[START OF Material provided]

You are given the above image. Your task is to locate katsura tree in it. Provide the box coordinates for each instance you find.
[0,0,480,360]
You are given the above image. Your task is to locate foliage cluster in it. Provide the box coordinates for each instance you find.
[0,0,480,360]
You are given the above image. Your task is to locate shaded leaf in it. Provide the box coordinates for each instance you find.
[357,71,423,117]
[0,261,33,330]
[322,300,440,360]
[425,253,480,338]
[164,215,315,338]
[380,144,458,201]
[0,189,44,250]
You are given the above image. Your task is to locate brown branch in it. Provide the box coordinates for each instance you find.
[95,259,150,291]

[END OF Material provided]

▶ [Set problem]:
Repeat only the lines running from the line that contains "to locate foliage" through the last line above, inclusive.

▶ [Result of this exercise]:
You are given the above image. Your task is to locate foliage cluster in it. Provide the box coordinates for each instance you find.
[0,0,480,360]
You are given the above image. Your task is to locate shaded leaf in it. Provide the box coordinates for each instance you find.
[357,71,423,117]
[0,261,33,330]
[322,300,440,360]
[425,253,480,338]
[164,215,315,338]
[380,144,458,201]
[0,189,44,250]
You are given the above image. Your task is to locate brown branch in it. Provide the box coordinates for each instance you find.
[95,259,150,291]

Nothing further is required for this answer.